# SHORT EXERCISE 1
Pull out every line of the rows below that contains the word "throw", copying each line in full.

# SOURCE TEXT
####################

Sen. John McCain, R-Ariz., delivered remarks remembering his Senate comrade Edward Kennedy at a bipartisan memorial service Friday.
Sen. John McCain, R-Ariz., delivered the following remarks remembering his Senate comrade Edward Kennedy at a bipartisan memorial service Friday:
I was last in this wonderful library ten years ago, when Russ Feingold and I were honored to receive the Profile in Courage award. Ted was very gracious to my family on that occasion. It was my son, Jimmy’s, 11th birthday, and Ted went out of his way to make sure it was celebrated enthusiastically. He arranged a ride for us on a Coast Guard cutter and two birthday cakes, and led a rousing rendition of Happy Birthday, with that booming baritone of his drowning out all other voices, as it often did on the Senate floor.
He was good company, my friend, Ted. He had the Irish talent for storytelling and for friendship. At the lunch he hosted for us, in the family quarters on the top floor of the library, he recalled an earlier episode in our friendship, a story he delighted in retelling. It occurred on the Senate floor, when two freshman senators, one a Democrat and the other a Republican, neither of whom would remain long in the Senate, were getting a little personal with each other as they debated an issue, which must have seemed important at the time, but which neither Ted nor I were paying any much notice to.

####################

# SHORT EXERCISE 2
Give everything in the memorial speech from "Sen. John McCain, R-Ariz., delivered the" down to "the Senate floor." again, swapping "library" for "museum".

####################

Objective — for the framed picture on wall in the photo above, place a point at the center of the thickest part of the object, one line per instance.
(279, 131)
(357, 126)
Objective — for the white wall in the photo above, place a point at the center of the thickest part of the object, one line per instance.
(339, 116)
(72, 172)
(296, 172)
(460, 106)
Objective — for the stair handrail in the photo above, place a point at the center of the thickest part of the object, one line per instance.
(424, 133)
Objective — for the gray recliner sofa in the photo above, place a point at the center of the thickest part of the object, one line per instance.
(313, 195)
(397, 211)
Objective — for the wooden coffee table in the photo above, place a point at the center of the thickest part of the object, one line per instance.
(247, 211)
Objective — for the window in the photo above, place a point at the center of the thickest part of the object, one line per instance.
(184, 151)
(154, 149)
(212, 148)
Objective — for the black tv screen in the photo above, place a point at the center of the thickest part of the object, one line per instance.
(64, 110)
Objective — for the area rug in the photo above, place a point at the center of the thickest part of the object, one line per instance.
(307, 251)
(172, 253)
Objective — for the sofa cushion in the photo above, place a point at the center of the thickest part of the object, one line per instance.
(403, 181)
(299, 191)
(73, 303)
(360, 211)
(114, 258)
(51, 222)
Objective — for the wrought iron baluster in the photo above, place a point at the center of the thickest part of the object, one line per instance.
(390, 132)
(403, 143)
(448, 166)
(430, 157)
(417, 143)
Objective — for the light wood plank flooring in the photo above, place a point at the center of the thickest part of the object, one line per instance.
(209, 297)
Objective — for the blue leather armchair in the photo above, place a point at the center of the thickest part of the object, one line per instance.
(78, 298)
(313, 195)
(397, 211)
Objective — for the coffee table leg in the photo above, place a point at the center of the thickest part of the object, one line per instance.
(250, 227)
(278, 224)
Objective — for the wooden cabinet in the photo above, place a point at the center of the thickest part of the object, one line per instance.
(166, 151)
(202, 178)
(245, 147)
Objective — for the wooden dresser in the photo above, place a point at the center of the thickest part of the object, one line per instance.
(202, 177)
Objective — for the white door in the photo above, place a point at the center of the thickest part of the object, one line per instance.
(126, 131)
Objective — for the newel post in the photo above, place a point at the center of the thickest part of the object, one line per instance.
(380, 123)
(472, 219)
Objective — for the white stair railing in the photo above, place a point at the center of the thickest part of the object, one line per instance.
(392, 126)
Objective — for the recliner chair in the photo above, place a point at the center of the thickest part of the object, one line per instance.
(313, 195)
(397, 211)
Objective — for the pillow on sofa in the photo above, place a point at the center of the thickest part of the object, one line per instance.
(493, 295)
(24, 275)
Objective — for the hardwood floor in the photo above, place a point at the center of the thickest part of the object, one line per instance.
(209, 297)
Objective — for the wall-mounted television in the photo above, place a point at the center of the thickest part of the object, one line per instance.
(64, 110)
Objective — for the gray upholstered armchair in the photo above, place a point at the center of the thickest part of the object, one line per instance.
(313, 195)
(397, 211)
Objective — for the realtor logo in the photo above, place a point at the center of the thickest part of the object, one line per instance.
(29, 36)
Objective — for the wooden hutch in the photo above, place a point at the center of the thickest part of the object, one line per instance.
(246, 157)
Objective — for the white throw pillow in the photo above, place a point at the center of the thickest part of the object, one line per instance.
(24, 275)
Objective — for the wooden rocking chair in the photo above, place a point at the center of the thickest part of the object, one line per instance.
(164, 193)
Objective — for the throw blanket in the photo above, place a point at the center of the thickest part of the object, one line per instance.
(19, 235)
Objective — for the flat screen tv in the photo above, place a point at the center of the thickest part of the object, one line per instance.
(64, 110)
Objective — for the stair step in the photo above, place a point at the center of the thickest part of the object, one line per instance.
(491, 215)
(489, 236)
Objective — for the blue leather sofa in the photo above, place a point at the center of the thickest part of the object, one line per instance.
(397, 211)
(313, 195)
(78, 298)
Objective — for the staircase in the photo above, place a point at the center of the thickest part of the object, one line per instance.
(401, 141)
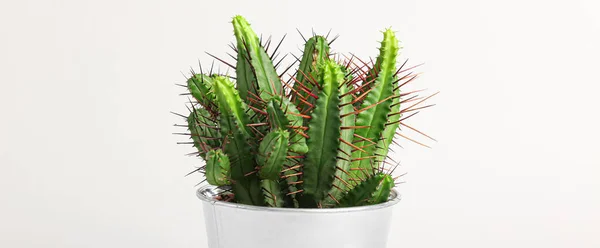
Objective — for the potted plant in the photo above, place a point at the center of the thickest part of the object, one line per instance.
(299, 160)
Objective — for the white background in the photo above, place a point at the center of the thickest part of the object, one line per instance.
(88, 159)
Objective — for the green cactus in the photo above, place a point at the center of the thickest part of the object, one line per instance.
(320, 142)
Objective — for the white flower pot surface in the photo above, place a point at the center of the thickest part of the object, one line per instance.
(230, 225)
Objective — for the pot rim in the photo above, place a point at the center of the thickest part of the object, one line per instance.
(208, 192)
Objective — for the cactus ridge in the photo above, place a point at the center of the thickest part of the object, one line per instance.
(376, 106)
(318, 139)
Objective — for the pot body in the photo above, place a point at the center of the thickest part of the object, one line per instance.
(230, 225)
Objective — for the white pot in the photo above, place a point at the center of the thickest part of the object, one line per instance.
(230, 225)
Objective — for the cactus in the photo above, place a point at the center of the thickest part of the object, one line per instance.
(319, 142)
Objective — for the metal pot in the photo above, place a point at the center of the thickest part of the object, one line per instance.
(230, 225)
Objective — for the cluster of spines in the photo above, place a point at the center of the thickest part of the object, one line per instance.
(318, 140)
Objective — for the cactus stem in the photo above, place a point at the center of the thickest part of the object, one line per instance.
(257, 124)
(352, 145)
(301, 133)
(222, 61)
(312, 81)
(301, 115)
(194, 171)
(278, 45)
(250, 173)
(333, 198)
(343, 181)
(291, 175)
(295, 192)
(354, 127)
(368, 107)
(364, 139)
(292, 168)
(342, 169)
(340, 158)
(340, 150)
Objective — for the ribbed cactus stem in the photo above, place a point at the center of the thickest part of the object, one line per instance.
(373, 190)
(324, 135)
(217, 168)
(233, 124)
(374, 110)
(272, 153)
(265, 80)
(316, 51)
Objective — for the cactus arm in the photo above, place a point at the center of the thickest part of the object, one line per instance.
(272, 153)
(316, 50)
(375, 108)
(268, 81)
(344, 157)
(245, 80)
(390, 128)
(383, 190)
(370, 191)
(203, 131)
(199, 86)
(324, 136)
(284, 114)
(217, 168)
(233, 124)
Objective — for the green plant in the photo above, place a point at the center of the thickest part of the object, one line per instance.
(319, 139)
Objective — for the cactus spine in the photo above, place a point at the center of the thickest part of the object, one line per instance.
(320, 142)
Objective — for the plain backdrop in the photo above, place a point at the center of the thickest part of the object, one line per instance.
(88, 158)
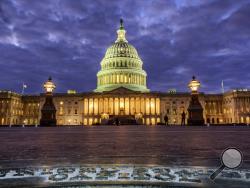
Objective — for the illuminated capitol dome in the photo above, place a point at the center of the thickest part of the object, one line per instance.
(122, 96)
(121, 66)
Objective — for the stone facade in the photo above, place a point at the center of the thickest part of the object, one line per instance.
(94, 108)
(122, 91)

####################

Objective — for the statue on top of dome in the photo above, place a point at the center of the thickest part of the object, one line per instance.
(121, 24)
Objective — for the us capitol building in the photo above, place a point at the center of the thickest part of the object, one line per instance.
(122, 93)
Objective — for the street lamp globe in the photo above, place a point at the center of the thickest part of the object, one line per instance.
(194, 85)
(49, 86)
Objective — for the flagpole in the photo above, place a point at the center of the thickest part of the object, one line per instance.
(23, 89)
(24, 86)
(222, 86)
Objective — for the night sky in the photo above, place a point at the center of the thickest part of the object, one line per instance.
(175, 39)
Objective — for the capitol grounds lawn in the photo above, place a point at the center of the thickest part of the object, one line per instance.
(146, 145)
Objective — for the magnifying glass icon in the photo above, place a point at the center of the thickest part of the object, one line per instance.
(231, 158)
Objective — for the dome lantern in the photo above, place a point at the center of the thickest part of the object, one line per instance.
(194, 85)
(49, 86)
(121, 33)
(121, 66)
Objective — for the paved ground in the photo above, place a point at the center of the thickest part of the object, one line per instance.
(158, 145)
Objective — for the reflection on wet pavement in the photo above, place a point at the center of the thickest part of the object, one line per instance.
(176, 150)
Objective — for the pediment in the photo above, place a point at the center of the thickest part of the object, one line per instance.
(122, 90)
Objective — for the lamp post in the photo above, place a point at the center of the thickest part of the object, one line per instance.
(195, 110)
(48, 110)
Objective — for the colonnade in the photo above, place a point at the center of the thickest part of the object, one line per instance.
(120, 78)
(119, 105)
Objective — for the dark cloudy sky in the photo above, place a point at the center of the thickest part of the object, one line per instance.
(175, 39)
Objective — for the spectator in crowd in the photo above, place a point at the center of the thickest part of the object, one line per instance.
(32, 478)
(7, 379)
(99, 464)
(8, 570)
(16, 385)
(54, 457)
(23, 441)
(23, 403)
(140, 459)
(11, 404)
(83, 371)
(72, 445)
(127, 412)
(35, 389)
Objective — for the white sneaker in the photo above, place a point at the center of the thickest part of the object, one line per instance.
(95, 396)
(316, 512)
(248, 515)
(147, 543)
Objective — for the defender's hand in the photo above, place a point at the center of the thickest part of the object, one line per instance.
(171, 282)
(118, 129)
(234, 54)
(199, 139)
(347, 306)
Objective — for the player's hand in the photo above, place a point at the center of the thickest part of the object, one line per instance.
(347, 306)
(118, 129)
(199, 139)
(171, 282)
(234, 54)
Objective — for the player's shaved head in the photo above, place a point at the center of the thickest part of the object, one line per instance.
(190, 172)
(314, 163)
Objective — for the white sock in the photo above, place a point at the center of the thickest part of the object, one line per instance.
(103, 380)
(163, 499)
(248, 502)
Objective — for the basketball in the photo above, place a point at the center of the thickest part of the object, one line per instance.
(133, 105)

####################

# WRITTEN ANSWER 1
Objective — for the white throw pillow in the photo above, place a point at the center of the thickest part of the object, one line per instance.
Objective — for the throw blanket in the photo above, place a point at the center of the thickest part of the object, one line per instance.

# WRITTEN ANSWER 2
Sen. John McCain, R-Ariz., delivered the following remarks remembering his Senate comrade Edward Kennedy at a bipartisan memorial service Friday:
I was last in this wonderful museum ten years ago, when Russ Feingold and I were honored to receive the Profile in Courage award. Ted was very gracious to my family on that occasion. It was my son, Jimmy’s, 11th birthday, and Ted went out of his way to make sure it was celebrated enthusiastically. He arranged a ride for us on a Coast Guard cutter and two birthday cakes, and led a rousing rendition of Happy Birthday, with that booming baritone of his drowning out all other voices, as it often did on the Senate floor.